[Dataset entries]
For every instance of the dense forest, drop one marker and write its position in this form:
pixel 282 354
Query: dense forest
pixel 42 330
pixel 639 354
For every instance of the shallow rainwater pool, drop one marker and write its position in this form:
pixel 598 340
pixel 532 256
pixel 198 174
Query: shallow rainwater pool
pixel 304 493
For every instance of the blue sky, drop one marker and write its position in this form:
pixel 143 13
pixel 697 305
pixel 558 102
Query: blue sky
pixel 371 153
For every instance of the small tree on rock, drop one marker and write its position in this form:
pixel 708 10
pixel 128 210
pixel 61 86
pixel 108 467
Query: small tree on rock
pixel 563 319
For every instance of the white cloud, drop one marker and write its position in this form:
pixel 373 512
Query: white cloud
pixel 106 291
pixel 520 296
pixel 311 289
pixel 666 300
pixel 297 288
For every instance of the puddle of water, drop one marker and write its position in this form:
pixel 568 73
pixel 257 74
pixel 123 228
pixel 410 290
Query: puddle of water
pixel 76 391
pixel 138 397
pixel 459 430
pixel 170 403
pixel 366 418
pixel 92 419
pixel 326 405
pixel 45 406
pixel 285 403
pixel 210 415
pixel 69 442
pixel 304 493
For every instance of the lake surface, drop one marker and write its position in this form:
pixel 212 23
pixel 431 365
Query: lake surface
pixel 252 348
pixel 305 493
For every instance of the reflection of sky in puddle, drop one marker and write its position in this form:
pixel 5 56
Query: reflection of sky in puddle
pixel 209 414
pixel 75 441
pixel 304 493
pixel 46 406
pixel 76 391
--
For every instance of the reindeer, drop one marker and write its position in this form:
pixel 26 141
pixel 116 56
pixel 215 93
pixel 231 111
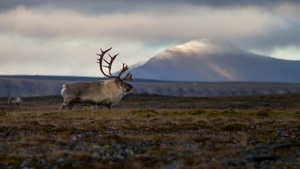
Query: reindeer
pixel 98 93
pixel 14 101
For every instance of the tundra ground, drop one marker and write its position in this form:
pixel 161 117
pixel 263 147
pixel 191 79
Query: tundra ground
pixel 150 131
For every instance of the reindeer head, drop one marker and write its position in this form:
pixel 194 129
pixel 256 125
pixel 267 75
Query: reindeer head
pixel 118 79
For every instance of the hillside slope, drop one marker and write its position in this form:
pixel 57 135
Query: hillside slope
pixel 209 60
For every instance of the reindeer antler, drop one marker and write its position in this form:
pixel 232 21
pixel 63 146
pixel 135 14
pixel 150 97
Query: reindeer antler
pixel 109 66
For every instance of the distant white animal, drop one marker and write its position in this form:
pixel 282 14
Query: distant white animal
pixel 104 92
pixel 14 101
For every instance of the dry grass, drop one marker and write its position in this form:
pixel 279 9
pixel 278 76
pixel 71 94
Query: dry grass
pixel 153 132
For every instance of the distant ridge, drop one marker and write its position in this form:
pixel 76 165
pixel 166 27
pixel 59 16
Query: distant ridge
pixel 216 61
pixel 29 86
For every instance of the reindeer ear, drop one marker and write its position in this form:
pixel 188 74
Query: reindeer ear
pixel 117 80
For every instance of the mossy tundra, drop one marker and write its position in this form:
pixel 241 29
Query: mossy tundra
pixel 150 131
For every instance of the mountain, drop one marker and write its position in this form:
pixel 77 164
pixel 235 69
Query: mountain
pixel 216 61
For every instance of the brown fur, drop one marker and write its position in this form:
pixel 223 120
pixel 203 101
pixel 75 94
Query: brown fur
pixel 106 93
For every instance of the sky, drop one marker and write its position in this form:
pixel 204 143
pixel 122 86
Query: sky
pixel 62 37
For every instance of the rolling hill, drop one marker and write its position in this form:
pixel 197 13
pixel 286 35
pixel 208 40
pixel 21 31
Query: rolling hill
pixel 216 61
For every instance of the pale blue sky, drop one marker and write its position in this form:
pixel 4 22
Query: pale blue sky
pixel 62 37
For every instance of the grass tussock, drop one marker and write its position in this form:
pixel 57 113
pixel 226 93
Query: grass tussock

* **Problem**
Give back, word for word, only the lines above from the line holding "pixel 598 340" to the line holding "pixel 212 23", both included.

* **Answer space**
pixel 598 340
pixel 532 256
pixel 198 174
Query: shallow rainwater pool
pixel 304 493
For every instance of the blue sky, drop one marker and write its position in this form:
pixel 143 13
pixel 697 305
pixel 558 102
Query: blue sky
pixel 371 153
For every instance of the small tree on rock, drop one marker and write its position in this form:
pixel 708 10
pixel 128 210
pixel 61 86
pixel 108 467
Query: small tree on rock
pixel 563 319
For every instance of the white cloud, drop one marker and write its position in this form:
pixel 373 512
Query: white cloud
pixel 106 291
pixel 520 296
pixel 311 289
pixel 666 300
pixel 297 288
For every instance of the puddle of water, drop one marker and write its position in this form:
pixel 568 73
pixel 257 74
pixel 123 228
pixel 410 290
Query: puddle of water
pixel 76 391
pixel 138 397
pixel 459 430
pixel 170 403
pixel 366 418
pixel 92 419
pixel 326 405
pixel 45 406
pixel 285 403
pixel 210 415
pixel 69 442
pixel 304 493
For every instance of the lake surface, drop one marker and write its position in this form:
pixel 212 23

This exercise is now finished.